# Teddy Now



## Hailee's Herd (Oct 5, 2007)

Here are some pictures of Teddy!  Sorry I haven't shown you any lately, my internet hasn't been working.


----------



## StaceyRosado (Oct 5, 2007)

look at that handsome fellow! 



boy thats a lot of snow too.


----------



## goatnutty (Oct 9, 2007)

omg he's gotten so BIG!


----------



## alyssa_romine (Oct 5, 2007)

he is gorgeous!


----------



## Muddy Creek Farm (Oct 5, 2007)

He is a very pretty erm handsome boy!


----------



## goathappy (Oct 5, 2007)

He is so handsome!! I love GSDs


----------



## Hailee's Herd (Oct 5, 2007)

Thanks everyone!


----------



## PACE (Oct 8, 2007)

Wow, am I seeing the same dog you showed pictures of before??? LOL he's huge! Lookin' good :shades:


----------



## Crissa (Oct 7, 2007)

Oh wow! He's so big!


----------



## mystic's_mom (Oct 5, 2007)

Awww what a cutie!!!

▶ [Available data]:
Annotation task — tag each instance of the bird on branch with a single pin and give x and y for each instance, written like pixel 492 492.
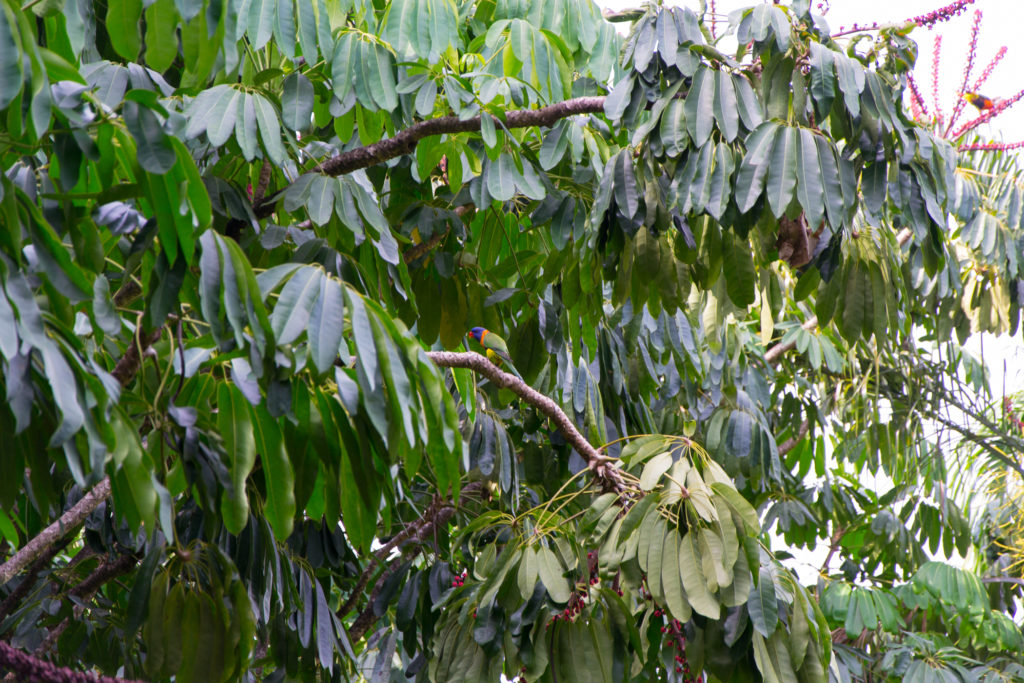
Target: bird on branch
pixel 981 101
pixel 495 348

▶ [Work to do]:
A) Translate this sentence from the Teddy forum thread into Spanish: "Sorry I haven't shown you any lately, my internet hasn't been working."
B) Answer these questions from the Teddy forum thread:
(i) Which user wrote "I love GSDs"?
(ii) What date is on goatnutty's post?
(iii) According to StaceyRosado, what was there a lot of?
C) In the Teddy forum thread, list every user whose post is dated after Oct 5, 2007, with that date.
Answer from the Teddy forum thread alone, not the data.

▶ [Set of answers]:
A) Perdón por no haberles mostrado ninguna últimamente; mi internet no ha estado funcionando.

B)
(i) goathappy
(ii) Oct 9, 2007
(iii) Snow

C)
goatnutty (Oct 9, 2007)
PACE (Oct 8, 2007)
Crissa (Oct 7, 2007)